### CONSEGNA 1
Ricopia il passo del testo sullo tsunami che comincia con "Lo tsunami che" e prosegue fino a "a verità. (1)".
### CONSEGNA 2
Riassumi per favore il testo sullo tsunami in due frasi.

### TESTO FORNITO
Esiste un nesso tra tsunami e cambiamenti climatici? Le opinioni sono contrapposte, la cautela è d’obbligo. Più interessante e utile è chiedersi se le conseguenze socio-economiche dei disastri naturali possano illuminare circa le conseguenze socio-economiche dei cambiamenti del clima. E lo tsunami offre una opportunità quale esperimento naturale per valutare le conseguenze nefaste dei mutamenti climatici. La chiave di lettura che proponiamo è che ripensare agli effetti dello tsunami è come vedere il film degli effetti del riscaldamento globale a velocità accelerata.

Lo tsunami che ha colpito il 26 dicembre dello scorso anno le regioni che si affacciano sull’Oceano indiano è stato da alcuni definito come il peggiore disastro naturale che il mondo abbia conosciuto nel corso della sua storia. Se giudicata sulla base delle vittime provocate, questa affermazione non risponde a verità. (1)

### ESTRATTO DELLA FONTE
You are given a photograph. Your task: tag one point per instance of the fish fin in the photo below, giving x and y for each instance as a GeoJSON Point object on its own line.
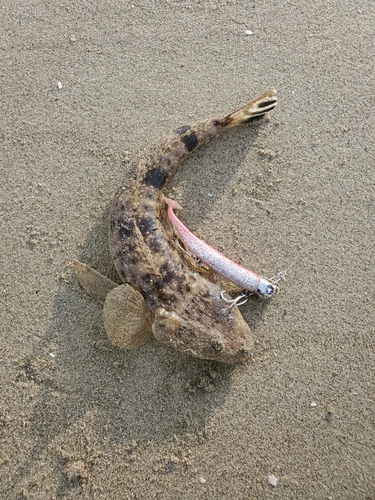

### RISPOSTA 1
Lo tsunami che ha colpito il 26 dicembre dello scorso anno le regioni che si affacciano sull’Oceano indiano è stato da alcuni definito come il peggiore disastro naturale che il mondo abbia conosciuto nel corso della sua storia. Se giudicata sulla base delle vittime provocate, questa affermazione non risponde a verità. (1)

### RISPOSTA 2
Il testo osserva che sul nesso tra tsunami e cambiamenti climatici le opinioni sono contrapposte e propone di usare lo tsunami come esperimento naturale per valutare le conseguenze socio-economiche dei mutamenti del clima, come vedere a velocità accelerata il film degli effetti del riscaldamento globale. Ricorda poi che alcuni hanno definito lo tsunami del 26 dicembre nell'Oceano indiano il peggiore disastro naturale della storia, affermazione che però, giudicata sulla base delle vittime, non risponde a verità.